> _GIVEN REQUEST_
All of the records below should be output exactly.

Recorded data
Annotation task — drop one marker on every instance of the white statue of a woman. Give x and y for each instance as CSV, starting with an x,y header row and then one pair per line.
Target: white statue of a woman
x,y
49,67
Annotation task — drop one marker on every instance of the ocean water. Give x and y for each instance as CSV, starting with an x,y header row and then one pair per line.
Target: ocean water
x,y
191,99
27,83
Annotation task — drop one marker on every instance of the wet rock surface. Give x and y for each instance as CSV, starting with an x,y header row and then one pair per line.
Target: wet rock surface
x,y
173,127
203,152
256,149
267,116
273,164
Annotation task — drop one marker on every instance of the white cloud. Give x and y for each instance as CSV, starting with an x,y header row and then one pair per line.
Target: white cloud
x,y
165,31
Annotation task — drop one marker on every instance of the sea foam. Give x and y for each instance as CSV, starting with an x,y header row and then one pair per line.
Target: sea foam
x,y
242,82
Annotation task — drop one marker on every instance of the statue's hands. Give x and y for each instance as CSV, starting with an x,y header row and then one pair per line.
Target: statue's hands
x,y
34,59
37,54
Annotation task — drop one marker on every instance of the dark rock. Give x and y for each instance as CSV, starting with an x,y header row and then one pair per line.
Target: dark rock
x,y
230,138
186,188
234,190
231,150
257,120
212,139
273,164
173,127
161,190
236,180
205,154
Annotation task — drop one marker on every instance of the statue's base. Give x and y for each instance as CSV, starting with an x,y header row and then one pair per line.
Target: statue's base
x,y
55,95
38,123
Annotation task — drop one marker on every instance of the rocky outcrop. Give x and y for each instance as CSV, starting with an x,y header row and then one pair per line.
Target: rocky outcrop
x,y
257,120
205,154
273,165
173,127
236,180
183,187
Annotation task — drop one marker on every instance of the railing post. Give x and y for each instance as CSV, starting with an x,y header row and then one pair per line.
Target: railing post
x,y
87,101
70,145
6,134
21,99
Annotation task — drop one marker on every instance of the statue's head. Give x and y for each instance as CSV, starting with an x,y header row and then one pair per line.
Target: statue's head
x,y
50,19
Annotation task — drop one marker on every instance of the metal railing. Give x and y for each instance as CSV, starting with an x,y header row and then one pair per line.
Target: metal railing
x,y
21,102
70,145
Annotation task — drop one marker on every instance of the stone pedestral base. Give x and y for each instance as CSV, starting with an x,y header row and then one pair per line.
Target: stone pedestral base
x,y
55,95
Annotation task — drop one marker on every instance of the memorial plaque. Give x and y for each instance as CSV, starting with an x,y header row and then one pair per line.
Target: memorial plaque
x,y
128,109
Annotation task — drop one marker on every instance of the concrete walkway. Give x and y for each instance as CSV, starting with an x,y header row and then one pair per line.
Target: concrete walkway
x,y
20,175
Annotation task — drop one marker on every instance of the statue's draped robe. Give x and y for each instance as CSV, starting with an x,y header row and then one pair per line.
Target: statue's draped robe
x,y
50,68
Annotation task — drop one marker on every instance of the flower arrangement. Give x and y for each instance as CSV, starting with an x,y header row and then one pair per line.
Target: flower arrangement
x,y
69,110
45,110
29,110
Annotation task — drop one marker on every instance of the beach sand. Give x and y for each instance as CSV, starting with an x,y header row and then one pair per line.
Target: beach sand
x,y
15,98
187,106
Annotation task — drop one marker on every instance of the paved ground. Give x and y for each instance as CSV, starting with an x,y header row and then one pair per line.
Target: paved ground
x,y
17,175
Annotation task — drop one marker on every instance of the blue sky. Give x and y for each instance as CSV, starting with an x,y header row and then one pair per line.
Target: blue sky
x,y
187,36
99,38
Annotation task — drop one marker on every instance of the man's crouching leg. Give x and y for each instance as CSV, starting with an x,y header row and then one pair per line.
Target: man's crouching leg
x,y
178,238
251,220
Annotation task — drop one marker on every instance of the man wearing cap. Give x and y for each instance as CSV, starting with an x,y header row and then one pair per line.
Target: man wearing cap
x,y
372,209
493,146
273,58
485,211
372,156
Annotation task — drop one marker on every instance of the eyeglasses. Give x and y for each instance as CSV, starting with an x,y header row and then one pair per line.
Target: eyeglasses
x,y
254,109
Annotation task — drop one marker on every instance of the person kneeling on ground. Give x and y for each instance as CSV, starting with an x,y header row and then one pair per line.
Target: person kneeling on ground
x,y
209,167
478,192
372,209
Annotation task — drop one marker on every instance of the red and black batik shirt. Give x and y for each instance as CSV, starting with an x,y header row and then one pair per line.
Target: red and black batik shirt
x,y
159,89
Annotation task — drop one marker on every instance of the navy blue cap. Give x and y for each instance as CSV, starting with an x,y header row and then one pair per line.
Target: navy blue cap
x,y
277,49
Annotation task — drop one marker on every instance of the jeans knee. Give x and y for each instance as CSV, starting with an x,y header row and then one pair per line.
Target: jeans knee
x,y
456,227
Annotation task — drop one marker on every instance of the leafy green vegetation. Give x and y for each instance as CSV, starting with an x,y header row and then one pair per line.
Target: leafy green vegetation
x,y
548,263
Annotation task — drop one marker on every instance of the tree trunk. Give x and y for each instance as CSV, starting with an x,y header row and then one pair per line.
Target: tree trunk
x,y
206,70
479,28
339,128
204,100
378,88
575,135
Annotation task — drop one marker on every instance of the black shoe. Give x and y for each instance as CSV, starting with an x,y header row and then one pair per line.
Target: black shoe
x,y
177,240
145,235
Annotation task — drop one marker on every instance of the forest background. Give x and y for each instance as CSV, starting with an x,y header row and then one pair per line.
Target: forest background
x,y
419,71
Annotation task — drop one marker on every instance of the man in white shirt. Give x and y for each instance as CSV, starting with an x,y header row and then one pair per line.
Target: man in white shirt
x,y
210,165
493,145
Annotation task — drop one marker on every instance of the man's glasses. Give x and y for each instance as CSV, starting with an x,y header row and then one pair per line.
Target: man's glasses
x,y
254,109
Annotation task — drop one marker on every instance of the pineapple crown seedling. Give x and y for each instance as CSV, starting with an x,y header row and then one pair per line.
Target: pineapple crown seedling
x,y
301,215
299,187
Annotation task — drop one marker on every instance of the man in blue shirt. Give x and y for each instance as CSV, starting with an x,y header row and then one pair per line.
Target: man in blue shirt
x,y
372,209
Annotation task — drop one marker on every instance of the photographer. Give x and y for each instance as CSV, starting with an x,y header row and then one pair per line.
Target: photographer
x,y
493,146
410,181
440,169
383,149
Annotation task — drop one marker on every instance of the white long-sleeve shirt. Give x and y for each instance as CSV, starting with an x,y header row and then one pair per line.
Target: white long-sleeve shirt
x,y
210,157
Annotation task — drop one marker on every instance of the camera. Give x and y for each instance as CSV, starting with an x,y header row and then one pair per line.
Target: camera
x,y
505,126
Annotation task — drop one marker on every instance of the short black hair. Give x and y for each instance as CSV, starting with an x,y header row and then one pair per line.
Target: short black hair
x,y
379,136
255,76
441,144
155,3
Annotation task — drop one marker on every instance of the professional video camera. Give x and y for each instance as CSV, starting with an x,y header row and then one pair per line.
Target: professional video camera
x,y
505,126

> _TASK RESPONSE_
Annotation task — drop one marker on every instance of the white statue of a woman. Give x and y for each instance as CSV, starting with an x,y header row and then one pair per line.
Target: white statue of a woman
x,y
49,67
Annotation task — drop one marker on every instance of the ocean water. Give x and y for each instance as CSV, starting with an x,y header row and then one pair per line.
Target: ocean water
x,y
191,99
27,83
Annotation task — drop one marker on every instance of the wet rock surface. Give x and y for each instance as CSV, starting with an x,y header row and then one pair per line.
Target: wet rock surface
x,y
173,127
203,152
256,149
267,116
273,164
Annotation task — drop one marker on every instance of the white cloud. Give x and y for each instance as CSV, starting with an x,y header row and then one pair per line.
Target: white cloud
x,y
165,31
Annotation task — drop one marker on every instance of the sea foam. Give x and y for each instance as CSV, starting with an x,y header row and then one pair per line.
Target: sea foam
x,y
242,82
Annotation task — drop one marker on every instance of the statue's hands. Give x and y for each instance as CSV, starting with an x,y header row and then one pair per line.
Target: statue's hands
x,y
34,59
37,54
Annotation task — drop one marker on every instance of the dark rock. Give x and y for each instance as CSV, starting with an x,y header row and then one pair per line.
Target: dark rock
x,y
230,138
186,188
234,190
231,150
257,120
212,139
273,164
173,127
161,190
236,180
205,154
Annotation task — drop one marker on every instance of the statue's base. Give x and y for each instance as CSV, starting with an x,y header row and then one pair per line.
Target: statue's base
x,y
55,95
38,123
Annotation task — drop one marker on every instance of the rocky outcrop. Give x and y for each instance as CSV, starting with an x,y header row and then one pair per line.
Target: rocky outcrop
x,y
257,120
205,154
273,165
173,127
236,180
183,187
Annotation task — drop one marker on every instance of the railing post. Give x and y for each instance as CSV, starting with an x,y header row and then one pair per line.
Target: railing post
x,y
87,101
70,145
6,134
21,99
Annotation task — drop one marker on every instance of the statue's head. Give x and y for each instance as CSV, starting with an x,y header row and then one pair per line.
Target: statue's head
x,y
50,19
Annotation task — drop one marker on every instance of the metal railing. Give x and y for each instance as CSV, starting with an x,y header row and then one pair per line.
Target: metal railing
x,y
21,102
70,145
Annotation task — drop one marker on every instance of the stone pedestral base. Give x and y for each instance as CSV, starting with an x,y header row and then one pair per line.
Target: stone pedestral base
x,y
55,95
Annotation task — drop one marker on every instance of the memorial plaque. Give x and y for each instance as CSV, starting with an x,y header row and then one pair per line.
Target: memorial plaque
x,y
128,109
Annotation task — drop one marker on every instance of the concrete walkway. Give x and y for each instance as CSV, starting with an x,y header row and then one pair per line.
Target: concrete walkway
x,y
20,175
Annotation task — drop one marker on every instance of the statue's draped robe. Give x and y for each instance as CSV, starting with an x,y header row and then one pair per line.
Target: statue's draped robe
x,y
50,68
Annotation task — drop one marker on every instance of the flower arrangement. Give x and y for each instance as CSV, starting with an x,y header row and then one pair per line.
Target: flower arrangement
x,y
69,110
45,110
29,110
Annotation task — drop one marker on every instance of the beach sand. Give x and y for each instance as CSV, starting with an x,y header row and then one pair per line.
Target: beach sand
x,y
15,98
187,106
Annotation task — drop one marker on every instance of the paved ground. Give x and y for each instance as CSV, starting with an x,y header row and then one pair per line.
Target: paved ground
x,y
17,175
Annotation task — drop one marker on every instance of the blue sky. Give x and y for each instance as CSV, starting with an x,y header row and then one pair per line.
Target: blue sky
x,y
187,36
99,38
Annotation task — drop one marker on every instance of the man's crouching leg. Give x and y for each instance as CSV, starting with an x,y header row and then one pair per line.
Target: man's crouching leg
x,y
178,238
251,220
Annotation task — drop one marker on every instance of the man wearing cap. Give x and y for each instance as CSV, starting with an x,y header row and then one pair per line.
Target: man wearing cap
x,y
372,209
493,146
273,58
485,211
372,156
Annotation task — drop one marker on every instance of the eyeglasses. Give x and y for each instance as CSV, starting with an x,y header row and then one pair per line.
Target: eyeglasses
x,y
254,109
Annotation task — drop one marker on every instance of the person kneeling on ground. Give x and y for each instance as CSV, starting with an x,y header row and then one pair per line.
Target: person kneeling on ground
x,y
209,167
478,192
372,209
Annotation task — drop one marker on every instance of the red and black batik shirt. Give x and y for each instance as CSV, starting with an x,y header row and then one pair per line.
Target: red and black batik shirt
x,y
159,89
Annotation task — drop one marker on every instance of the navy blue cap. Give x and y for each instance as CSV, starting with an x,y header row and then one pair per line.
Target: navy blue cap
x,y
277,49
Annotation task — drop one marker on every instance of the jeans knee. Give x and y for each instance as CSV, starting with an x,y header row and then one pair per line.
Target: jeans knee
x,y
456,227
Annotation task — drop one marker on every instance of the leafy green vegetation. Give x and y for each instance as CSV, starting with an x,y header row and then one pair per line.
Target: leafy green vegetation
x,y
548,263
Annotation task — drop one marker on every instance of the tree trunk. Give x and y for each instance as CSV, starting with an x,y header row and then one pair per line.
Target: tree trunk
x,y
206,70
479,28
339,128
204,100
378,88
575,135
Annotation task — drop one marker on every instance of the black shoe. Give x and y for each instance as CSV, starting with an x,y header row and then one pair per line.
Target: black shoe
x,y
177,240
145,235
Annotation task — drop one marker on every instance of the forest background. Give x and y for each instance as CSV, starting with an x,y header row and then one pair per line.
Target: forest background
x,y
419,71
Annotation task — drop one marker on every instance of the man in white shirt. Give x and y for each instance as CSV, starting with an x,y header row and then one pair per line.
Target: man in white shirt
x,y
210,165
493,145
Annotation task — drop one marker on every instance of the man's glasses. Give x and y for each instance as CSV, starting with an x,y header row and then one pair per line.
Target: man's glasses
x,y
254,109
Annotation task — drop one marker on every instance of the pineapple crown seedling. Give x and y for each instance as CSV, starting with an x,y header row and then one pair per line.
Target: pineapple crown seedling
x,y
301,215
299,187
Annotation task — drop one marker on every instance of the man in blue shirt. Give x and y for each instance as CSV, starting with an x,y header row and then one pair per line.
Target: man in blue shirt
x,y
372,209
Annotation task — drop one marker on every instance of the photographer. Give x and y for each instance as CSV, starting with an x,y header row and then one pair per line.
Target: photographer
x,y
493,146
410,181
440,169
383,149
Annotation task — drop one marker on every instance of the white long-sleeve shirt. Give x and y for each instance as CSV, starting with an x,y header row and then one pair per line.
Target: white long-sleeve shirt
x,y
210,157
Annotation task — drop one marker on every instance of the camera. Give x and y for each instance as CSV, starting with an x,y header row and then one pair per line.
Target: camera
x,y
505,126
Annotation task — drop one marker on every instance of the short black hair. Give x and y for each instance as CSV, starting with an x,y header row and then one pair per line.
Target: short black hair
x,y
379,136
255,76
441,144
155,3
Annotation task — drop one marker on every instance of the professional video camera. Give x and y for each instance as CSV, starting with an x,y header row and then one pair per line.
Target: professional video camera
x,y
505,126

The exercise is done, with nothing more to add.